Reproduce the listing from the line with "tag=beige stone panel | get_box" up to and including the line with "[258,126,390,380]", keeping the requests intact but offsetting every bounding-box coordinate in the answers by 88.

--- START OF Dataset extract ---

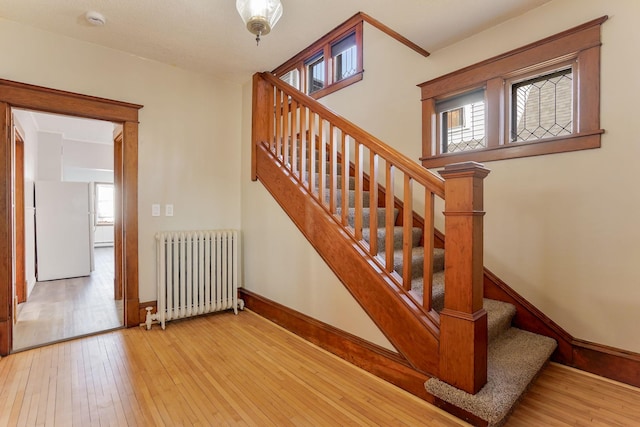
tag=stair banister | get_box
[251,73,489,393]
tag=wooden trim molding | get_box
[239,289,434,403]
[418,16,607,168]
[357,12,431,58]
[271,12,430,75]
[0,79,142,355]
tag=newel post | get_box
[251,73,273,181]
[440,162,489,394]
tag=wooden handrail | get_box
[252,73,489,393]
[259,72,444,198]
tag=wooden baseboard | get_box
[139,284,640,392]
[240,289,434,403]
[484,268,640,387]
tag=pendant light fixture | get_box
[236,0,282,44]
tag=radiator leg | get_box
[233,298,244,314]
[144,307,158,331]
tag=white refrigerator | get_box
[35,181,93,282]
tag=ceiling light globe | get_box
[236,0,282,40]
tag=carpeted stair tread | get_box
[305,173,356,190]
[425,328,557,426]
[362,226,422,250]
[322,190,369,208]
[336,208,399,229]
[378,246,444,279]
[482,298,516,346]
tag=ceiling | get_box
[0,0,550,83]
[13,108,116,145]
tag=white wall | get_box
[288,0,640,352]
[0,20,241,301]
[13,110,38,297]
[36,132,62,182]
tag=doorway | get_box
[0,80,142,355]
[12,108,124,351]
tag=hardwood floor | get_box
[0,310,640,426]
[13,247,124,351]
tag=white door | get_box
[35,181,91,282]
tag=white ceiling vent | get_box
[84,11,107,27]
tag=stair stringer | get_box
[256,145,439,376]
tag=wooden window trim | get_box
[272,20,364,99]
[418,16,608,168]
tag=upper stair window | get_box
[273,20,363,99]
[419,16,607,168]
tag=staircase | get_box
[252,74,556,425]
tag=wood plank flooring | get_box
[13,247,124,351]
[0,310,640,426]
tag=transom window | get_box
[420,16,607,168]
[273,20,363,99]
[436,89,486,153]
[510,67,573,142]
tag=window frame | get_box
[272,20,364,99]
[418,16,608,168]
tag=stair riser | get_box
[362,227,422,250]
[324,190,369,208]
[337,208,398,228]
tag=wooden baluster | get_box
[309,111,318,194]
[439,162,489,394]
[275,89,282,157]
[289,99,298,175]
[402,173,413,291]
[353,140,362,241]
[318,117,327,205]
[340,131,349,226]
[281,93,290,167]
[369,151,378,256]
[329,123,338,214]
[384,161,395,273]
[422,188,434,312]
[298,105,308,182]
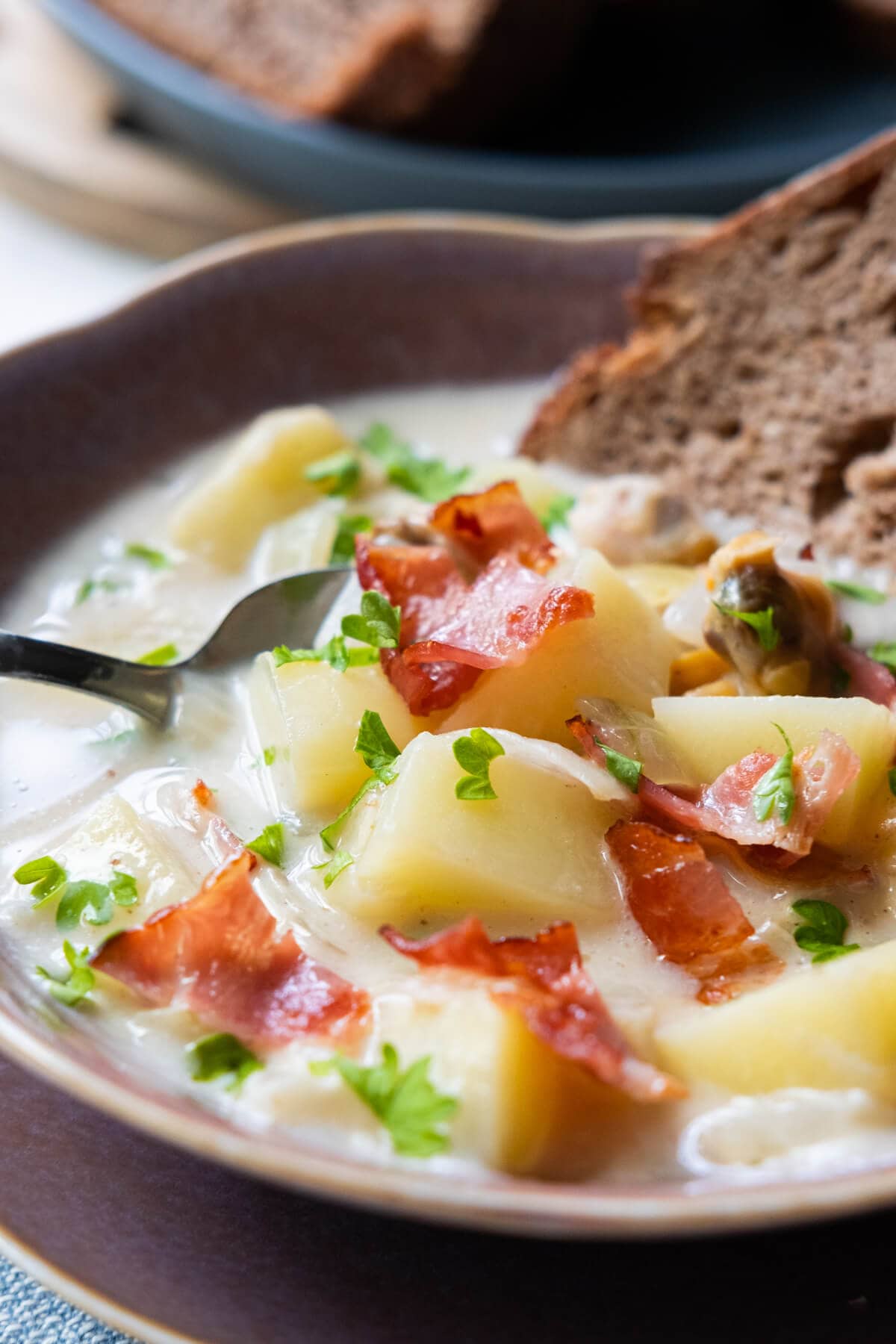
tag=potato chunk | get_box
[376,976,635,1177]
[444,551,679,746]
[340,732,625,924]
[656,942,896,1102]
[170,406,346,570]
[653,695,896,850]
[250,653,425,815]
[23,793,197,945]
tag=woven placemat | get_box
[0,1258,134,1344]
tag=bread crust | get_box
[520,131,896,564]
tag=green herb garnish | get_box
[12,855,137,933]
[594,738,644,793]
[12,855,69,910]
[75,579,121,606]
[125,541,170,570]
[321,709,402,852]
[246,821,286,868]
[451,729,504,803]
[825,579,889,606]
[752,723,797,825]
[137,644,180,668]
[305,447,361,494]
[790,900,859,961]
[273,635,380,672]
[868,640,896,672]
[187,1031,264,1092]
[37,938,97,1008]
[360,425,470,504]
[712,602,780,653]
[341,588,402,649]
[329,514,373,564]
[314,850,355,891]
[541,494,575,532]
[309,1045,458,1157]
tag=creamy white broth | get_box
[0,385,896,1181]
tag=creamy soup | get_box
[0,386,896,1181]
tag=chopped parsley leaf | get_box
[125,541,170,570]
[12,855,137,933]
[12,855,69,910]
[825,579,889,606]
[37,938,97,1008]
[273,635,379,672]
[246,821,284,868]
[187,1031,264,1092]
[451,729,504,803]
[752,723,797,825]
[790,900,859,961]
[309,1043,458,1157]
[329,514,373,564]
[75,579,121,606]
[712,602,780,653]
[341,588,402,649]
[594,738,644,793]
[137,644,180,668]
[541,494,575,532]
[868,640,896,672]
[360,425,470,504]
[321,709,400,852]
[305,447,361,494]
[314,850,355,891]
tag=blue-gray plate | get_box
[38,0,896,218]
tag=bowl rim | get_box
[7,212,896,1239]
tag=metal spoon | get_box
[0,566,351,729]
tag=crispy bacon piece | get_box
[90,850,370,1050]
[832,642,896,709]
[430,481,558,574]
[355,513,594,715]
[380,915,685,1102]
[607,820,783,1004]
[405,555,594,669]
[567,716,861,862]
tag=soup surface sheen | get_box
[0,385,896,1181]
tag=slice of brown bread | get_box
[521,133,896,566]
[91,0,590,128]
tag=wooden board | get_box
[0,0,297,257]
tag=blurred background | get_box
[0,0,896,289]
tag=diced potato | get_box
[444,551,679,746]
[376,976,635,1179]
[619,563,699,612]
[250,653,426,815]
[170,406,346,570]
[653,695,896,850]
[252,499,344,582]
[335,736,625,924]
[462,457,565,517]
[656,942,896,1102]
[18,793,197,942]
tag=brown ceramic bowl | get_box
[0,218,896,1236]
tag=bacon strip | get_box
[355,482,594,715]
[380,915,685,1102]
[607,820,785,1004]
[832,642,896,709]
[567,716,861,862]
[90,850,370,1048]
[430,481,558,574]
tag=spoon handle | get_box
[0,630,178,729]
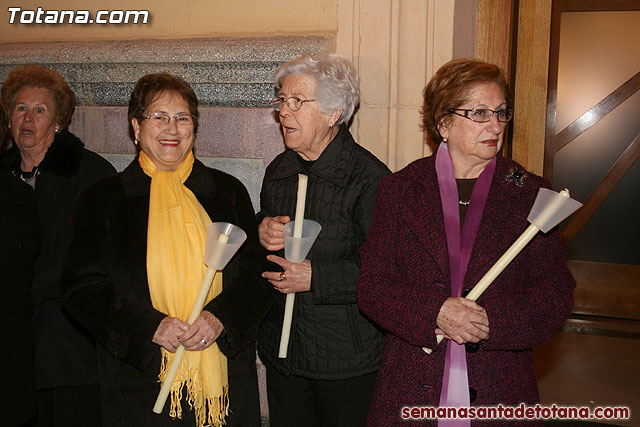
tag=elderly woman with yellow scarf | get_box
[64,73,270,427]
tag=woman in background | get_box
[358,59,575,427]
[0,65,115,427]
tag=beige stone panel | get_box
[392,0,428,107]
[174,0,338,36]
[512,0,551,175]
[393,107,431,171]
[354,107,389,164]
[0,0,338,42]
[354,0,392,106]
[426,0,455,74]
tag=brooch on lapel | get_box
[504,168,529,187]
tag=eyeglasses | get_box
[142,113,196,126]
[269,96,315,111]
[449,108,513,123]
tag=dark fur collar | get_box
[0,130,84,176]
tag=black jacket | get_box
[0,130,115,389]
[258,125,390,379]
[63,159,270,426]
[0,172,40,426]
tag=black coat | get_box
[0,173,40,426]
[0,130,115,389]
[63,159,270,427]
[258,126,390,380]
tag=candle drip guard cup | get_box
[204,222,247,270]
[527,188,582,233]
[284,219,322,262]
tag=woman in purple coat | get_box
[358,60,575,427]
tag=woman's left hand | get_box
[262,255,311,294]
[178,310,224,351]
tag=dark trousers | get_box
[265,363,376,427]
[37,384,102,427]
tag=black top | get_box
[456,178,478,230]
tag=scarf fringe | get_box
[158,349,229,427]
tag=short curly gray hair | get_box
[275,53,360,124]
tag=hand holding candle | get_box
[153,222,247,414]
[422,188,582,354]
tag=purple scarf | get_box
[436,143,496,427]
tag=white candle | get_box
[422,189,579,354]
[278,174,308,359]
[293,174,308,238]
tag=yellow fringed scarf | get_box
[138,151,229,427]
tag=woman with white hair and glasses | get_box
[258,54,389,427]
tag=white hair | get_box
[275,53,360,124]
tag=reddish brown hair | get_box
[422,59,511,148]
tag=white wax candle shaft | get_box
[153,233,229,414]
[422,189,569,354]
[278,174,308,359]
[293,174,308,238]
[278,293,296,359]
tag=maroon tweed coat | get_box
[358,155,575,427]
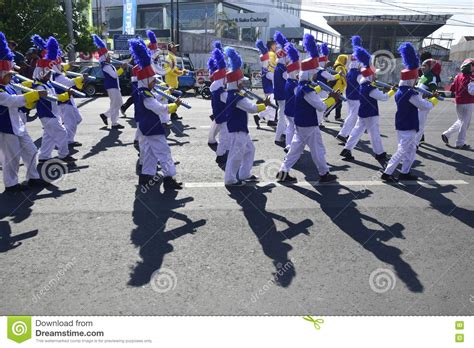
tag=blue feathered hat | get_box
[224,47,244,83]
[354,46,375,77]
[128,39,155,80]
[398,42,420,80]
[0,32,13,71]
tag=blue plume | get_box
[224,47,242,71]
[128,39,151,69]
[146,30,156,43]
[212,48,226,69]
[92,34,107,48]
[303,34,319,58]
[46,36,61,60]
[255,39,268,55]
[285,42,300,63]
[31,34,46,51]
[0,31,13,61]
[398,42,420,70]
[212,40,224,52]
[273,31,288,48]
[354,46,371,68]
[319,42,329,57]
[351,35,362,48]
[207,57,217,74]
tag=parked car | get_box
[80,65,132,97]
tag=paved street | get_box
[0,94,474,315]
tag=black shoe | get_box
[336,134,349,144]
[319,172,337,182]
[242,175,260,182]
[380,173,398,183]
[253,115,260,128]
[276,171,298,183]
[441,134,449,145]
[398,173,418,181]
[163,176,183,190]
[99,114,109,126]
[339,149,354,161]
[5,184,28,193]
[60,155,77,163]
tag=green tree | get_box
[0,0,95,52]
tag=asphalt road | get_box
[0,92,474,315]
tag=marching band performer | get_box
[273,31,291,146]
[336,35,362,144]
[129,39,182,190]
[416,59,441,146]
[0,32,48,192]
[208,45,230,164]
[32,36,76,163]
[441,58,474,150]
[48,37,84,146]
[92,34,127,129]
[277,34,339,183]
[285,43,300,152]
[253,40,276,128]
[341,46,395,167]
[382,42,438,182]
[224,47,270,187]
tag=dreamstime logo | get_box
[372,50,397,75]
[259,159,281,181]
[369,268,397,294]
[41,158,69,184]
[150,268,178,294]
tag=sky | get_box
[300,0,474,44]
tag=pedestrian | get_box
[92,34,128,129]
[382,42,438,182]
[340,46,395,167]
[129,39,182,190]
[224,47,270,187]
[336,35,362,144]
[276,34,339,183]
[441,58,474,150]
[0,32,47,192]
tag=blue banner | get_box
[122,0,137,35]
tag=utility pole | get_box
[64,0,76,62]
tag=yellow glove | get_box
[23,91,39,109]
[72,76,84,89]
[57,92,69,102]
[323,97,336,109]
[168,103,178,114]
[428,97,439,106]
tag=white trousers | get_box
[339,99,360,137]
[258,93,275,121]
[384,130,418,175]
[59,104,82,143]
[224,132,255,184]
[275,100,286,141]
[285,116,296,149]
[141,134,176,177]
[104,88,123,126]
[344,116,385,155]
[0,132,40,187]
[39,117,69,160]
[280,126,329,175]
[443,104,474,146]
[415,109,430,145]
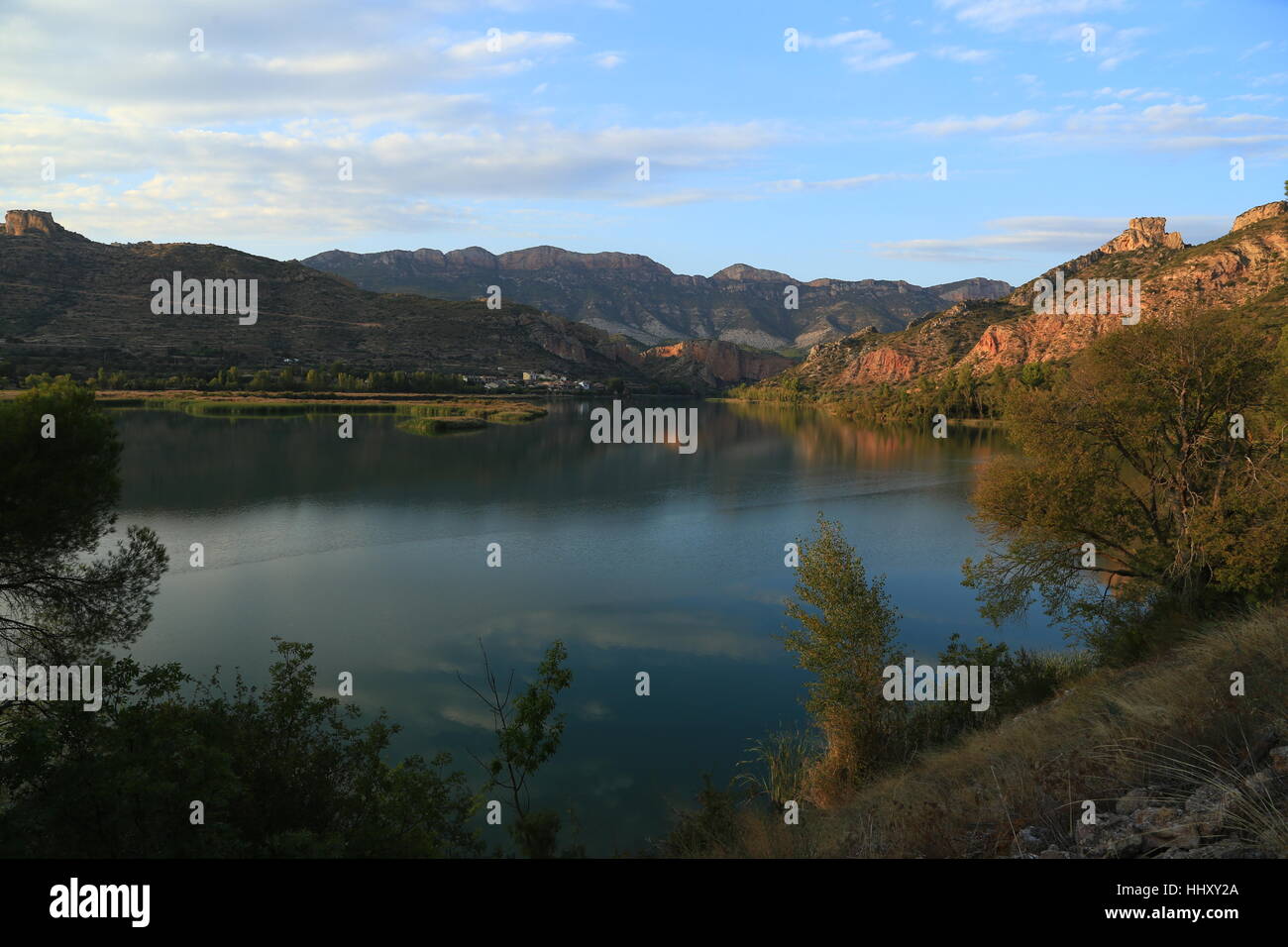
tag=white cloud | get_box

--- END OF Dataset extract ---

• **Answer to this exercise**
tag=beige stone panel | get_box
[480,88,516,195]
[262,88,426,124]
[600,88,639,263]
[481,195,519,259]
[442,195,477,252]
[88,88,426,130]
[442,88,480,194]
[514,88,543,162]
tag=brooch on lapel | get_box
[592,256,617,275]
tag=eyeglasses | get_box
[230,201,284,214]
[357,184,403,199]
[537,196,601,211]
tag=dark fur collar | get_box
[88,218,172,264]
tag=black jacket | get_box
[88,218,203,477]
[346,213,478,467]
[151,247,358,514]
[88,260,128,514]
tag=black coat | get_box
[88,261,128,514]
[88,218,203,477]
[151,247,358,515]
[346,214,478,468]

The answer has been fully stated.